The obvious and easy reaction to all of this is to slowly disconnect from the global scene. What’s in front of you is real. What you can’t touch, and what’s SO HARD to connect with … well, it might be real, but it feels less important. I mean, c’mon.. those guys don’t really understand what’s going on over here, or what’s important to get right, right now.
I am amazed that the Shanghai community is succeeding so well at being part of the global NIBR community. Despite all the challenges of being in China, despite all the challenges of being a new site in a complex global company, despite the time-and-space problem. Amazing and impressive.
(This situation, by the way, is not all that different between Emeryville and Basel. However, both sites are established, both sites have overlap with Cambridge during work hours, and 9 hours is, in the grand scheme of time zones, considerably less than 12. Still, this applies to them too.)
Here are a few things we who live in the larger sites can do to help our colleagues in Shanghai. And Singapore. And Emeryville.
- Keep the faith. It’s so easy… so easy… to jump to conclusions that someone on the other side of the world doesn’t get it, doesn’t understand it, isn’t working hard, isn’t capable, is working at cross-purposes. Don’t do that. Time and distance create amazing gaps in what would otherwise be perfect alignment. The folks on the other side of the planet are working as hard as you are and are overcoming tougher alignment challenges. If you think things aren’t working, give them the benefit of the doubt. Wait, believe. Then, if you need to, give them a call. Late in your night.
- Put better information on the web. Full project information, planning documents, discussions, interactions, summaries - the more that’s on the web, the better. We’ve all got a lot of work to do here. Sigh…
- Use persistent communication tools. Instant messaging is handy, but discussions vanish when you finish. If instead you use tools that keep discussions around - tools like forums, discussion boards, and logged messaging like Yammer or other tools - then colleagues from around the globe can jump in and participate in the world-wide discussion. This is one of the many reasons why I believe an internal tool like Facebook will make a huge difference to our global effectiveness, and is why we’re pushing so hard for the Scientific Web. (This is a place where I would like to see NITAS get out in front and show others how to work in this way.)
- Share the time zone pain. Occasionally do the late-night call on our time, not on China time. This is very tough to do when 95% of the callers are based in the US and Europe, but for 1:1 calls, seriously consider this.
- Leverage European and California overlap. Arrange projects and systems such that interactions with Shanghai can be done from Basel and Emeryville, where there is at least some work time zone overlap.
- Recognize when inclusion is needed. It’s easy to forget, when sitting in Boston, that people in Shanghai need to be aware of discussions and planning. The scientists and support teams in Shanghai have exactly the same challenges, goals, and ways of working that the rest of us do. We must recognize when we should reach out to involve them.
- Recognize when live participation isn’t needed. If you have regular TCs or VCS that people in Shanghai attend, but nothing is relevant to them, then give them a break. Or let them send in an update via email. And don’t slide into the easy conclusion that they aren’t really engaged or aren’t working.
Patrick snagged another bhaji and nodded solemnly. “Yep,” he said, “everything back home does feel a little less relevant. It’s really interesting how that happens. Tough on everyone.”
We watched the tourists stroll along the Singapore River and contemplated the tropical rainstorm coming our way as you slept.
□ □ □ □
REQUIRED TASKS:
**a.** In the post about remote colleagues, which logged messaging tool is named as an example?
**b.** Reproduce the post about remote colleagues from "- Recognize when inclusion" up to and including "to involve them.".
Draw only on the post about remote colleagues.

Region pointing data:
□ □ □ □
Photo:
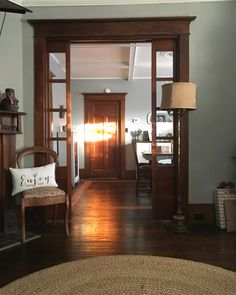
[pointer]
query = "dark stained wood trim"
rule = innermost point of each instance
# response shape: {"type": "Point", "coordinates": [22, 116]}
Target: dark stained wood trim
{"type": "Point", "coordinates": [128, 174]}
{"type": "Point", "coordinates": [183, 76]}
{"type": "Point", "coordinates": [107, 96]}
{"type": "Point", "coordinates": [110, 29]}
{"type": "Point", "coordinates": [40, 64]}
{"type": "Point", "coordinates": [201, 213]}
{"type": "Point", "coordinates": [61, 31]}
□ □ □ □
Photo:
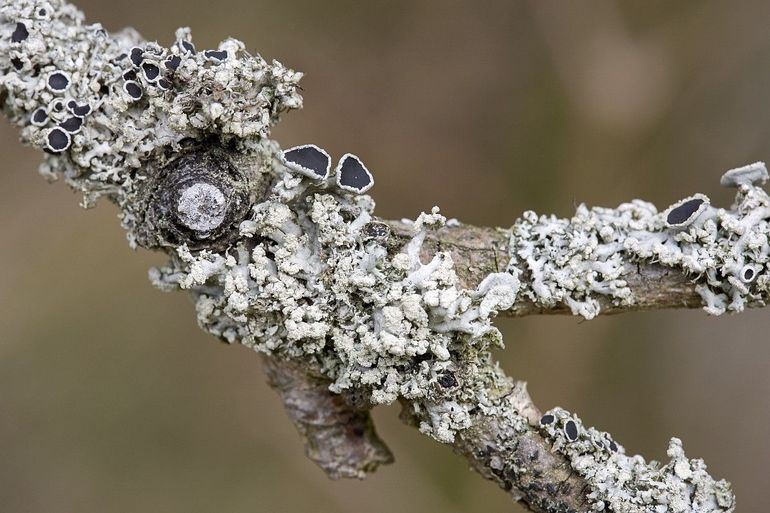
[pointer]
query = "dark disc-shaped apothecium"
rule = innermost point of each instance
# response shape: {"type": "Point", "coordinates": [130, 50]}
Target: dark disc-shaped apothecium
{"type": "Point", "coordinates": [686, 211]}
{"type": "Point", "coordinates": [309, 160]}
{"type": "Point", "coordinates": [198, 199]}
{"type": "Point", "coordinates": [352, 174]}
□ □ □ □
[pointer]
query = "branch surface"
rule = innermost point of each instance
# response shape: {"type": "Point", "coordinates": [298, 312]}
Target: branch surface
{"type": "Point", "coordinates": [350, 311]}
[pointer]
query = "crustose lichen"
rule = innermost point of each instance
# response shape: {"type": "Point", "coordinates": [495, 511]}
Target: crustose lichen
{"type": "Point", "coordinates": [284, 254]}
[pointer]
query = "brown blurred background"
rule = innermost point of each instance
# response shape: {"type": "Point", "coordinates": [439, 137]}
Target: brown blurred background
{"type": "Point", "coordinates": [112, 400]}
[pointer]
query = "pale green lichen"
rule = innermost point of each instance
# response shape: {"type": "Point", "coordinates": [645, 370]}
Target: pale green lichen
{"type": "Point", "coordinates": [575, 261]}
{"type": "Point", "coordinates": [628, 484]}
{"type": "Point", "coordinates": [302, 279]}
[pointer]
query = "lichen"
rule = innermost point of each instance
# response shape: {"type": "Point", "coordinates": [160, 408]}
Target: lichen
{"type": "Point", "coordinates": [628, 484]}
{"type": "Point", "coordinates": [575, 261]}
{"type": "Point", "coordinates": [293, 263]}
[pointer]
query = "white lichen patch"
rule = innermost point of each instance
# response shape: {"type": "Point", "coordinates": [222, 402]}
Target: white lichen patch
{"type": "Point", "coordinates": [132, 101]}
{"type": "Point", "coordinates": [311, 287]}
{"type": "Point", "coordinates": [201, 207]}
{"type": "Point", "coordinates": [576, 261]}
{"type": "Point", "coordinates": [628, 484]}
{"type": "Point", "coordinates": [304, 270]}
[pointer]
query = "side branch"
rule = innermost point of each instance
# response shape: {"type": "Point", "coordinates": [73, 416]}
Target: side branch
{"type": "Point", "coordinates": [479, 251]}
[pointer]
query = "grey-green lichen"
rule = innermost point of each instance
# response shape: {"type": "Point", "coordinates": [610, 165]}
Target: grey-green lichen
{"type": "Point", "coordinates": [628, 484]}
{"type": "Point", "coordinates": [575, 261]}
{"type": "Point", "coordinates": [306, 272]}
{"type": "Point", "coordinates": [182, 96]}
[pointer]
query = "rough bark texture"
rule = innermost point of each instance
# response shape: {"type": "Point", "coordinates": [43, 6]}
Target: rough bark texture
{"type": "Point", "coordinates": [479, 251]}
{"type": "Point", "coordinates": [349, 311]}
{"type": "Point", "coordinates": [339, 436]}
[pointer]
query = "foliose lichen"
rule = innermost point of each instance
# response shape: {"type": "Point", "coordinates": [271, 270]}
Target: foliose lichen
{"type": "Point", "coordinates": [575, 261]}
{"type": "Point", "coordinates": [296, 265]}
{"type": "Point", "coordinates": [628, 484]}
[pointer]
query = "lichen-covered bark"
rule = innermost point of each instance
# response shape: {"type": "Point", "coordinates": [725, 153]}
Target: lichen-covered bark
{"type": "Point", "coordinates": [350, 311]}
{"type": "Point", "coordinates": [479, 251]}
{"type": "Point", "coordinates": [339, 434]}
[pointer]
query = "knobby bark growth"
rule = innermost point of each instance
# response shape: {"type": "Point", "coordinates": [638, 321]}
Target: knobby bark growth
□ □ □ □
ANSWERS TO THE EXERCISES:
**a.** Yammer.

**b.**
- Recognize when inclusion is needed. It’s easy to forget, when sitting in Boston, that people in Shanghai need to be aware of discussions and planning. The scientists and support teams in Shanghai have exactly the same challenges, goals, and ways of working that the rest of us do. We must recognize when we should reach out to involve them.